STUDY TEXT Block Start

Sep 01, 1997
In a previous Research Fact Sheet (September 1995), comments were made on a series of articles on Conductive Education published in the journal Infants and Young Children. In essence, the comments were aimed at the need for more valid information; information that was specific, reliable and reproducible. This need is still unmet.
During the past several weeks, the Foundation has had an opportunity to observe Conductive Education classes, speak to Conductors (education-therapists), and to parents of children enrolled. A number of thoughtful questions on the program were asked by well motivated, friendly participants. The following is a summary of those discussions.
Does Conductive Education work? Quite obviously it does work, as do a number of other interventions. However, that isn’t the meaningful question. The meaningful questions are: For whom? As compared to what? What are the long term effects?
When one incorporates total immersion for extended periods of time, heightened motivation, positive encouragement and reward, peer support and active participation, it should be expected to work. Conductors are professionals, skilled in utilizing their approach to the child both as an individual and as part of a group.

STUDY TEXT Block End
RAW DATA Block Start

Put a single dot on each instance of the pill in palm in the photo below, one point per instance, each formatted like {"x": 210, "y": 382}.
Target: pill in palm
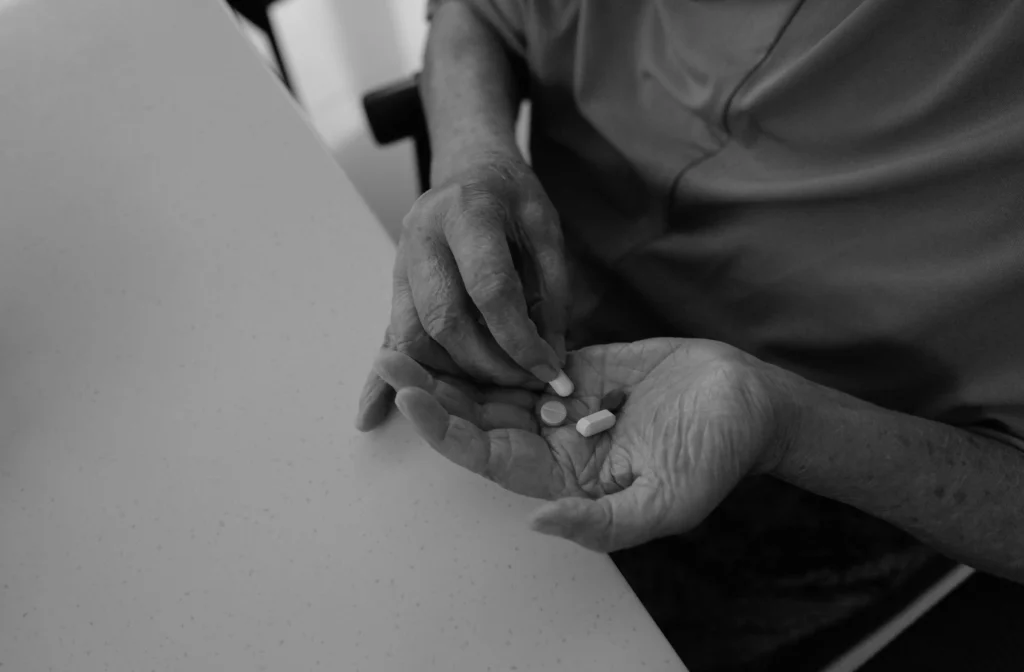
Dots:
{"x": 613, "y": 400}
{"x": 553, "y": 413}
{"x": 562, "y": 385}
{"x": 595, "y": 423}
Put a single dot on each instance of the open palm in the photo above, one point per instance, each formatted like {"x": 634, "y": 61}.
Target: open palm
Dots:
{"x": 695, "y": 421}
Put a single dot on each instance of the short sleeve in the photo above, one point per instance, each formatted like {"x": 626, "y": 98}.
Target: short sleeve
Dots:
{"x": 507, "y": 17}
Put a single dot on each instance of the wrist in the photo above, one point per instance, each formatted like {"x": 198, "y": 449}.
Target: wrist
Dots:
{"x": 471, "y": 151}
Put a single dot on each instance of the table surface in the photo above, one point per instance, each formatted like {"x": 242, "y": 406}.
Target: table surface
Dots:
{"x": 190, "y": 292}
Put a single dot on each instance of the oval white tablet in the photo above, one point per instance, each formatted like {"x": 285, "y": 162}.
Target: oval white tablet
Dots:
{"x": 595, "y": 423}
{"x": 553, "y": 413}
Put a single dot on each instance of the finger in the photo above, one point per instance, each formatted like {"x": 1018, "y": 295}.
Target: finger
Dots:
{"x": 375, "y": 403}
{"x": 549, "y": 273}
{"x": 446, "y": 315}
{"x": 403, "y": 334}
{"x": 400, "y": 372}
{"x": 517, "y": 460}
{"x": 406, "y": 333}
{"x": 481, "y": 251}
{"x": 454, "y": 437}
{"x": 623, "y": 519}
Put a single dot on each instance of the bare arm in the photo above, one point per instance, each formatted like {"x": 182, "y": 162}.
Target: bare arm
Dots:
{"x": 470, "y": 89}
{"x": 957, "y": 491}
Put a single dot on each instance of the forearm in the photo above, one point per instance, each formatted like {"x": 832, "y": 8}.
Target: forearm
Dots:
{"x": 470, "y": 91}
{"x": 958, "y": 492}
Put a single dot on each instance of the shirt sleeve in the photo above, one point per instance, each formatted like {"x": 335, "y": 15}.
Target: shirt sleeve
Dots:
{"x": 507, "y": 17}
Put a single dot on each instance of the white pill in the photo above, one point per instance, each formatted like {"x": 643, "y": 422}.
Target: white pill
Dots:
{"x": 553, "y": 413}
{"x": 595, "y": 423}
{"x": 562, "y": 385}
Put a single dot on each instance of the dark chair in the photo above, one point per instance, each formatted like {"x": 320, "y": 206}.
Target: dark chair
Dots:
{"x": 257, "y": 12}
{"x": 979, "y": 626}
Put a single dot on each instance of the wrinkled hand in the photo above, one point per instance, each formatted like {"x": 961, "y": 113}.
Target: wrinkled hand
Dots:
{"x": 480, "y": 285}
{"x": 698, "y": 417}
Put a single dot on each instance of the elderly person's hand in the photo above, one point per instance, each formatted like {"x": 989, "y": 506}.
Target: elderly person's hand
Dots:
{"x": 698, "y": 417}
{"x": 480, "y": 287}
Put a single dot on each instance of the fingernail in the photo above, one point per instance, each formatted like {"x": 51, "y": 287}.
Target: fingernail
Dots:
{"x": 562, "y": 385}
{"x": 545, "y": 372}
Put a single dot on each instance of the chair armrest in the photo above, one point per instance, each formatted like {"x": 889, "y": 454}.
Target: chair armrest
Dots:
{"x": 395, "y": 112}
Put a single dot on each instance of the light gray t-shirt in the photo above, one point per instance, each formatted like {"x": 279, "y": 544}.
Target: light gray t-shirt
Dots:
{"x": 836, "y": 186}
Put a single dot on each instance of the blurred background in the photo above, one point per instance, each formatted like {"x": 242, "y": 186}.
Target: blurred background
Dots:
{"x": 335, "y": 51}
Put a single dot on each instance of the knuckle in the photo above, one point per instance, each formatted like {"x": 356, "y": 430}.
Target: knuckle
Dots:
{"x": 497, "y": 293}
{"x": 535, "y": 212}
{"x": 439, "y": 322}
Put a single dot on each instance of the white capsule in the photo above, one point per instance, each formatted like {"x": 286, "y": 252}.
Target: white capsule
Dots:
{"x": 595, "y": 423}
{"x": 562, "y": 385}
{"x": 553, "y": 413}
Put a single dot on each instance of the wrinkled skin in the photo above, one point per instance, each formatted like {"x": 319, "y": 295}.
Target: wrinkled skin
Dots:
{"x": 480, "y": 284}
{"x": 698, "y": 417}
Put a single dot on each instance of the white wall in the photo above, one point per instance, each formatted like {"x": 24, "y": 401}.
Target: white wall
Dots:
{"x": 336, "y": 50}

RAW DATA Block End

PROBLEMS TO SOLVE:
1. The Conductive Education fact sheet names several conditions under which the program should be expected to work. List each of them.
2. Duplicate a passage from the Conductive Education fact sheet word for word. Begin at the words "During the past" and stop after the words "of a group.".
The dataset entries are separate material that has no connection to the Conductive Education fact sheet.

ANSWERS PROVIDED:
1.
- Total immersion for extended periods of time
- Heightened motivation
- Positive encouragement and reward
- Peer support
- Active participation

2.
During the past several weeks, the Foundation has had an opportunity to observe Conductive Education classes, speak to Conductors (education-therapists), and to parents of children enrolled. A number of thoughtful questions on the program were asked by well motivated, friendly participants. The following is a summary of those discussions.
Does Conductive Education work? Quite obviously it does work, as do a number of other interventions. However, that isn’t the meaningful question. The meaningful questions are: For whom? As compared to what? What are the long term effects?
When one incorporates total immersion for extended periods of time, heightened motivation, positive encouragement and reward, peer support and active participation, it should be expected to work. Conductors are professionals, skilled in utilizing their approach to the child both as an individual and as part of a group.